MATERIAL SHOWN:
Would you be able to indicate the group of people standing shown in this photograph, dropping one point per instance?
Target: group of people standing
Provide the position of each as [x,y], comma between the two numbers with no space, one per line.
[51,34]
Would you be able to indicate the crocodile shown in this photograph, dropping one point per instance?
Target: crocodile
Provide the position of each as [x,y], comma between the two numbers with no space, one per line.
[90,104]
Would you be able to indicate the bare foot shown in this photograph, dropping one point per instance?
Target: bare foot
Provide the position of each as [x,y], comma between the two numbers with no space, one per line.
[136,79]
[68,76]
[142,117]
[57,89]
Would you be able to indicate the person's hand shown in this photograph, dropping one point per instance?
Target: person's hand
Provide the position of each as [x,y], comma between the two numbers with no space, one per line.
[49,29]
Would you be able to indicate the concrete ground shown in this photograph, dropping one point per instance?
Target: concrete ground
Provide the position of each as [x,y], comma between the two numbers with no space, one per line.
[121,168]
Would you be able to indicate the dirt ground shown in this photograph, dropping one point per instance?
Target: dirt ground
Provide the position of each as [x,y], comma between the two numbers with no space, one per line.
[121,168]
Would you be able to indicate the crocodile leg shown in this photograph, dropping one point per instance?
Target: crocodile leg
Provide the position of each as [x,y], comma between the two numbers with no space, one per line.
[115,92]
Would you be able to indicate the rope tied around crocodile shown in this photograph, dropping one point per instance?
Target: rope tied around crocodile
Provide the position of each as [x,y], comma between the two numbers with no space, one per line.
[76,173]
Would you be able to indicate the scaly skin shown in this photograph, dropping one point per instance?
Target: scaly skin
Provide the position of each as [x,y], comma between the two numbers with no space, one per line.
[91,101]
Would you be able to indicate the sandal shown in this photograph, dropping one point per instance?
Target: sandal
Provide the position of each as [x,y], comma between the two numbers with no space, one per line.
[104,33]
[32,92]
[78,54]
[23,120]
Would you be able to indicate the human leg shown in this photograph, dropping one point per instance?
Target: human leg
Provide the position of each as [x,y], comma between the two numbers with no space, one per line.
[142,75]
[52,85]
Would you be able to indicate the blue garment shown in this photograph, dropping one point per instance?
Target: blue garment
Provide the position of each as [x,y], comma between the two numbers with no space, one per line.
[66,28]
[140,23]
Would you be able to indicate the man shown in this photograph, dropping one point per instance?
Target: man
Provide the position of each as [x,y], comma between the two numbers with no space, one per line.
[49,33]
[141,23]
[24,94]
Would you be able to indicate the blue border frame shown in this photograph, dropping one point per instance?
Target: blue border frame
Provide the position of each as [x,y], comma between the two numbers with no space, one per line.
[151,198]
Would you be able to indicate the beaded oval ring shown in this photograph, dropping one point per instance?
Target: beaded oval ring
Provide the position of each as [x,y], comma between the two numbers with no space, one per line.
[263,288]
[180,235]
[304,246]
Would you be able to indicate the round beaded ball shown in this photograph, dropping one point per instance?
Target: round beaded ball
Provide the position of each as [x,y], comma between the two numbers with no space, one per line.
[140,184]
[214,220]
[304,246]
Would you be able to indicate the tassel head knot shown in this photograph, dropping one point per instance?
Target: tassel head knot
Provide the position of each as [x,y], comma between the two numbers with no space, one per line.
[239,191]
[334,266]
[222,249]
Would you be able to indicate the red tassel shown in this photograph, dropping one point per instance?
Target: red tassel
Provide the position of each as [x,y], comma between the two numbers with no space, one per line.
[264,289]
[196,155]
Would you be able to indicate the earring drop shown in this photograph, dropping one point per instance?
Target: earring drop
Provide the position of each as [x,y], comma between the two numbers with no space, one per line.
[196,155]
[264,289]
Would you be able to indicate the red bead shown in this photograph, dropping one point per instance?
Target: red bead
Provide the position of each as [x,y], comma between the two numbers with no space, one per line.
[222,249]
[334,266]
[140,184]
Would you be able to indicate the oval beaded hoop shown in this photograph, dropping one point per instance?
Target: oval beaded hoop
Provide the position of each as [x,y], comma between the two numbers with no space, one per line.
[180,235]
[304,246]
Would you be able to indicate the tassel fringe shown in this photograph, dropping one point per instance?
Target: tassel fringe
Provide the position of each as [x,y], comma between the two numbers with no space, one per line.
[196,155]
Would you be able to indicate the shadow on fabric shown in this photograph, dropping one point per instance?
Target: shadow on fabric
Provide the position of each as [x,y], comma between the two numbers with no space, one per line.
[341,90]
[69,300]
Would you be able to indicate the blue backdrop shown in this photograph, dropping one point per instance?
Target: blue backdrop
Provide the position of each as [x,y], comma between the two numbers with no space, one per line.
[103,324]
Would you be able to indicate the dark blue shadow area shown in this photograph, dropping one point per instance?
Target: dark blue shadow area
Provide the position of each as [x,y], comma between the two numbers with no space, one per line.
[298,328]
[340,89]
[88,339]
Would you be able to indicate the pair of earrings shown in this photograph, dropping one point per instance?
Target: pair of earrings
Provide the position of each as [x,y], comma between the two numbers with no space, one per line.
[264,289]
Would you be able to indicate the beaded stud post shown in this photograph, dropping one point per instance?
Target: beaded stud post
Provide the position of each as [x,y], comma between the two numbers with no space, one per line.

GIVEN TASK:
Set down, word for word, only the lines running from the line with "Would you be able to indicate the pair" to the last line of the listing above. Both of those lines belong in your answer.

RESPONSE FOR THIS EXERCISE:
Would you be able to indicate the pair of earrings shown in this photograph, dropping one point per instance?
Target: pair of earrings
Provide the position of each as [x,y], comma between the two numbers with no space, one per line.
[264,289]
Would you be able to indicate the beaded stud post shown in this photograph, dropping one point per instance?
Target: beaded stud post
Provide the position of each as [x,y], comma between the two numbers with no space, one per line.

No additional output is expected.